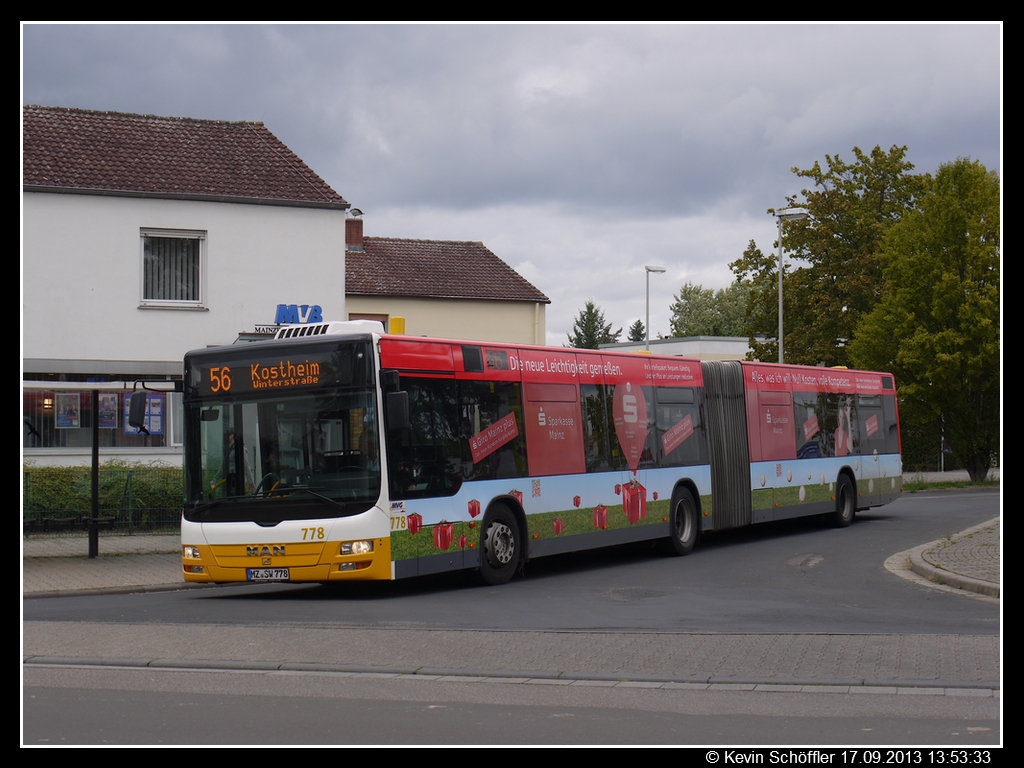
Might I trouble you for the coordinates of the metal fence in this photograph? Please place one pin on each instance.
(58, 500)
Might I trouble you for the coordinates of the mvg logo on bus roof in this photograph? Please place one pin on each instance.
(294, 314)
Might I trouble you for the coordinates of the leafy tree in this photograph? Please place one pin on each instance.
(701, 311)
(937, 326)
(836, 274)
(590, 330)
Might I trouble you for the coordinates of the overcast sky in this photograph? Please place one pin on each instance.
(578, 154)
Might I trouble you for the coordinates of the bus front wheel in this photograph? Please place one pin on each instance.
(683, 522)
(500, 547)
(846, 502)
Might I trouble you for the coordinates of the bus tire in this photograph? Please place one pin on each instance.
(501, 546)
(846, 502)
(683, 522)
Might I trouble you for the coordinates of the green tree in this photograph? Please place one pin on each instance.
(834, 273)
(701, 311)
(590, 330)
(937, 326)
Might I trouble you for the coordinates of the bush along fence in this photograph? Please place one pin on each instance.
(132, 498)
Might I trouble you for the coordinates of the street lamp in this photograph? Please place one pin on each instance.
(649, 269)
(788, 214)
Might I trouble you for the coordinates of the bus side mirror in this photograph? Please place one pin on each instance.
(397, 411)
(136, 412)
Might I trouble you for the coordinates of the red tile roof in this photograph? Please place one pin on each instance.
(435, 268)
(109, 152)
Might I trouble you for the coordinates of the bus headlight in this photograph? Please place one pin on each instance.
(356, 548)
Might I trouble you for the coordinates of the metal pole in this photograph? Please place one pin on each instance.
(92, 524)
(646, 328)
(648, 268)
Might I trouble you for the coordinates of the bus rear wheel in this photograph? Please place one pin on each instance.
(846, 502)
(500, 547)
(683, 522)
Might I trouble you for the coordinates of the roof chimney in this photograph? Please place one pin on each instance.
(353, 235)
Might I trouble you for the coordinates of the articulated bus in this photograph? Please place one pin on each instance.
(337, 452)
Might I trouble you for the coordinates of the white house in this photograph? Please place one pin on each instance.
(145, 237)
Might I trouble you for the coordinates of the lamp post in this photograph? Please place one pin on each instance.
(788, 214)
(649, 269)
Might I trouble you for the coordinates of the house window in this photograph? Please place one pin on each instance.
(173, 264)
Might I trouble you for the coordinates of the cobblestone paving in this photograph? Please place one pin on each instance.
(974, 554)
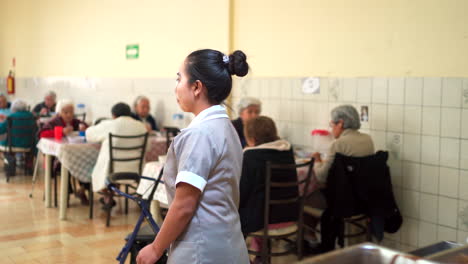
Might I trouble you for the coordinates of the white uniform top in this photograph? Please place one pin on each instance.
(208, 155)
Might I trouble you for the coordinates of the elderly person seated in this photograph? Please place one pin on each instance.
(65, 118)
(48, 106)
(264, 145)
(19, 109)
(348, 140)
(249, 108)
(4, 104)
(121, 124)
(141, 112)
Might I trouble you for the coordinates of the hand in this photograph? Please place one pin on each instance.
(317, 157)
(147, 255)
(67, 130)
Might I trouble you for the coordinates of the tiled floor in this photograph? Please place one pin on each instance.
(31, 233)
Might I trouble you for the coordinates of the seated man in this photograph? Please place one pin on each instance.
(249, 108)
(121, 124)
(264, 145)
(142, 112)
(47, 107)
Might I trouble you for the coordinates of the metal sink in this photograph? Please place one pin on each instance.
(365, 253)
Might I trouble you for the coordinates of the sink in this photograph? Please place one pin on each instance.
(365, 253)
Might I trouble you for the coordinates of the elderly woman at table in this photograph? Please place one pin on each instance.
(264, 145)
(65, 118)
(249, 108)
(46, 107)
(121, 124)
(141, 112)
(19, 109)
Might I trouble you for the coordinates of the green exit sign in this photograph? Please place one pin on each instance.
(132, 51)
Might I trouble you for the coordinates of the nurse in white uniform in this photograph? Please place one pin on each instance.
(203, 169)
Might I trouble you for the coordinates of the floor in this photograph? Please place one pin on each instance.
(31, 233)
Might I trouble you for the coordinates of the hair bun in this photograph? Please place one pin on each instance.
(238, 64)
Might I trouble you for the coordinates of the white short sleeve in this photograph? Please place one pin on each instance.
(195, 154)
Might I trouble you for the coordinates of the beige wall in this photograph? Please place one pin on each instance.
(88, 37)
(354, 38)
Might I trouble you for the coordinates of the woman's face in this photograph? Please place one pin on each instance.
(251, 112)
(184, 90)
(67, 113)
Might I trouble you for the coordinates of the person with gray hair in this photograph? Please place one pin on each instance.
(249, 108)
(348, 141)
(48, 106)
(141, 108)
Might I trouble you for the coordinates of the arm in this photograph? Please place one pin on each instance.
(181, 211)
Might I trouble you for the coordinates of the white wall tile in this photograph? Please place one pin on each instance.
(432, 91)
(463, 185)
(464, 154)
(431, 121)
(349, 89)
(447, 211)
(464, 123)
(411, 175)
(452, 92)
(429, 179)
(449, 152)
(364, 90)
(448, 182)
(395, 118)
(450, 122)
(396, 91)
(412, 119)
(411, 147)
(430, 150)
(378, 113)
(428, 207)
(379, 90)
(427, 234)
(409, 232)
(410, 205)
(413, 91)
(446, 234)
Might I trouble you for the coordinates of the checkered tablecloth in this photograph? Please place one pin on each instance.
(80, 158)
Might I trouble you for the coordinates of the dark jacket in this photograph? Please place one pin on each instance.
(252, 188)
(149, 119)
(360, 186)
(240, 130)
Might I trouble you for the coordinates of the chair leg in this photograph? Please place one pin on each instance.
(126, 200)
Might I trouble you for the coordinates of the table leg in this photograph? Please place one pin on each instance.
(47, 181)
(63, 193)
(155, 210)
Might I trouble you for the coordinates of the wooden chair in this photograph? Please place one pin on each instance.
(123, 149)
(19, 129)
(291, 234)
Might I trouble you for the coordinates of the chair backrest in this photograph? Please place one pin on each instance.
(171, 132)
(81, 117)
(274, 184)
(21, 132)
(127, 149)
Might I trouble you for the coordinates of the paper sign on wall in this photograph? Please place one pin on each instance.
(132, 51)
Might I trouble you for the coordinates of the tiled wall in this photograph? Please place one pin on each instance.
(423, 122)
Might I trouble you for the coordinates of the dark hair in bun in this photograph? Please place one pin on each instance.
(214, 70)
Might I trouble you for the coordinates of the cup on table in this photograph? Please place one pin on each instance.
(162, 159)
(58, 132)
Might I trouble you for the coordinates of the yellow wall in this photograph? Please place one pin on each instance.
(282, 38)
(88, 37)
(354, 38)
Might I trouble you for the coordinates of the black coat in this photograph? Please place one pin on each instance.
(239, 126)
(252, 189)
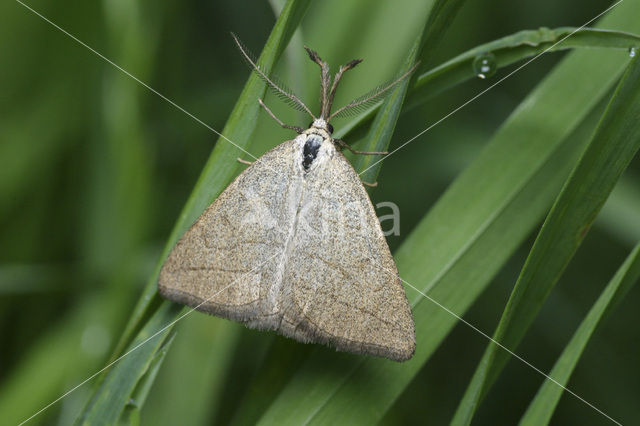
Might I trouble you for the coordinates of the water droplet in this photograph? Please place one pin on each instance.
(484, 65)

__WHAT YOU ARE ASKED TO DO__. The records above must all be output exactly. Omit the images.

__OUTPUT OF THE TASK__.
Might I trouble you for the coordinates of the metal fence in this photograph? Please place one pin on each instance.
(58, 500)
Might I trouble you for the coordinates of the mvg logo on bus roof in this photograph? Please place one pin on each instance.
(294, 314)
Might I trouble you for the coordinates of the leafy tree in this photograph? Please place one pin on each instance.
(701, 311)
(937, 326)
(836, 274)
(590, 330)
Might I trouble you for the coordinates of the overcast sky in this photograph? Please place one pin on each instance.
(578, 154)
Might I trouble you for the coordinates of the bus front wheel in this photograph? Please place one pin on each instance.
(683, 522)
(500, 547)
(846, 502)
Might I trouble you for the coordinates of the bus tire in this photograph? Please place one pin on each instance.
(501, 546)
(846, 502)
(683, 522)
Might I trouble you for the coordinates of the green tree in this photograph? Please place one pin on each instance.
(834, 273)
(701, 311)
(590, 330)
(937, 326)
Might I trouble you for the coordinates of the bush along fence in this photograph? Please place one pin on each instance.
(132, 498)
Might I trouble you for the coordinates of the street lamp in this photograph? Please place one pin on each instance.
(649, 269)
(788, 214)
Might I trouble you for the coordinates of the bus side mirror in this photograph? Please place one pin on each instance.
(397, 411)
(136, 412)
Might I trouble you for the coordinates of the red tile roof in this photograph? Please place one pin on each instance.
(435, 268)
(109, 152)
Might I trouble you for the coordinates of the bus headlight in this photograph? Please place one pin on each instance.
(356, 548)
Might I trouble you for the coordinates of the metal pole in this photograph? Please place one pin on each instance.
(92, 524)
(646, 328)
(648, 268)
Might I trouble you for the coordinates of the bus rear wheel in this photograph? Please place one pin on each instance.
(846, 502)
(500, 547)
(683, 522)
Might I trouble you for the coordinates of the roof chimney in this photograph? Please place one pin on each instance.
(353, 235)
Might I trouble you for the coordinates of the articulated bus in this photograph? Please place one pin on each instance.
(337, 452)
Might I trouble you for the coordinates of the white house in this photograph? Please place one pin on each instance.
(145, 237)
Might I trouble you for the coordinates of the lamp post in this photograph? Please place one pin on each instance.
(788, 214)
(649, 269)
Might I trouble you for the coordinates of the house window in this photograph? Please place one pin on each instance.
(173, 264)
Might I trouble you for the coordinates of the cobblestone paving in this photograph? Please place one pin on each instance.
(974, 554)
Might I trouble you for the coordinates of the white uniform top in this photograph? Please place one pin on each instance.
(208, 155)
Might I trouble you for the coordinates of the elderly person seated in this photograph? Please place one pin on each instance.
(65, 118)
(48, 106)
(264, 145)
(19, 109)
(348, 140)
(249, 108)
(4, 104)
(121, 124)
(141, 112)
Might I trouble you for the coordinates of the hand in this photograph? Please place one pin on each instance.
(317, 157)
(147, 255)
(67, 130)
Might I trouble you for the coordinates of the tiled floor in this photograph? Please place one pin on each instance.
(31, 233)
Might I trouble you for the coordinates of the seated man in this photograph? Please place one pin on each instance.
(249, 108)
(121, 124)
(264, 145)
(142, 112)
(47, 107)
Might I trouble you for the coordinates of the metal sink in this photograph? Please place one pin on each instance.
(365, 253)
Might I trouble you for the coordinates of the sink in this photograph? Please place one pin on each instance.
(365, 253)
Might I trouble you for the coordinates of the elderly woman at table in this photograph? Please place one pin on each instance.
(264, 145)
(65, 118)
(249, 108)
(46, 107)
(121, 124)
(141, 112)
(19, 109)
Might I trouble you for the coordinates of the green exit sign in this photograph? Please place one pin on each instance.
(132, 51)
Might I trouble you for the coordinates of the nurse in white uniform in this photograph? Please place one pin on each instance.
(203, 169)
Might I trouble you for the coordinates of the floor in this photograph? Please place one pin on each instance.
(31, 233)
Might I trouble you for the coordinates of the hair bun in this photograph? Please place one pin on each instance.
(238, 64)
Might I trouble you for the coordinates of the white short sleeve in this photograph? Please place one pin on each instance.
(195, 154)
Might I trouble you for the coordinates of the beige wall in this photograph? Please place one pin on each instance.
(88, 37)
(354, 38)
Might I trouble you for the coordinates of the woman's face in this photograph? Please place one pin on each instance.
(251, 112)
(184, 90)
(67, 113)
Might I trouble you for the coordinates of the person with gray hair in this photograph? Please place one pin on each instance.
(249, 108)
(348, 141)
(48, 106)
(141, 108)
Might I trouble you for the coordinates of the arm in this photograph? Please place one pin on each instance.
(181, 211)
Might I trouble you for the coordinates of the white wall tile in this photograph? Please place one pin on each instance.
(432, 91)
(463, 185)
(464, 154)
(431, 121)
(349, 89)
(447, 211)
(464, 123)
(411, 175)
(452, 92)
(429, 179)
(449, 152)
(364, 90)
(448, 182)
(395, 118)
(450, 122)
(396, 91)
(412, 119)
(411, 147)
(430, 150)
(378, 113)
(428, 207)
(379, 90)
(427, 234)
(409, 232)
(410, 205)
(413, 91)
(446, 234)
Might I trouble you for the coordinates of the checkered tablecloth in this photograph? Please place one pin on each instance.
(80, 158)
Might I trouble you for the coordinates of the dark jacket in this photograph? Please place one pin on each instance.
(252, 188)
(149, 119)
(360, 186)
(240, 130)
Might I trouble you for the coordinates of the chair leg in this photograph? Please place one pin on each instance.
(126, 200)
Might I trouble you for the coordinates of the table leg in this photograph? Please place one pin on each instance.
(47, 181)
(63, 193)
(155, 210)
Might I trouble you for the coordinates of the wooden chair in this photograph? Please place one pin on each instance.
(123, 149)
(19, 129)
(291, 234)
Might I trouble you for the coordinates of the chair backrest in this photograph? Please place one pin on each instance.
(171, 132)
(81, 117)
(274, 184)
(21, 132)
(127, 149)
Might I trouble you for the coordinates of the paper sign on wall in this photograph? Please place one pin on each instance.
(132, 51)
Might I trouble you for the coordinates of the tiled wall in this photograph? Please place one pin on each instance.
(423, 122)
Might I trouble you for the coordinates of the dark hair in bun in this photograph? Please place one pin on each instance.
(214, 70)
Might I trouble you for the coordinates of the cup on table in this photograph? Please place one pin on each instance.
(162, 159)
(58, 132)
Might I trouble you for the coordinates of the yellow wall in this photograph? Please place one pin on each instance.
(282, 38)
(88, 37)
(354, 38)
Might I trouble you for the coordinates of the black coat in this photograph? Please place one pin on each instance.
(239, 126)
(252, 189)
Might I trouble you for the coordinates of the water droplet in this photograph? Please place one pin on each instance.
(484, 65)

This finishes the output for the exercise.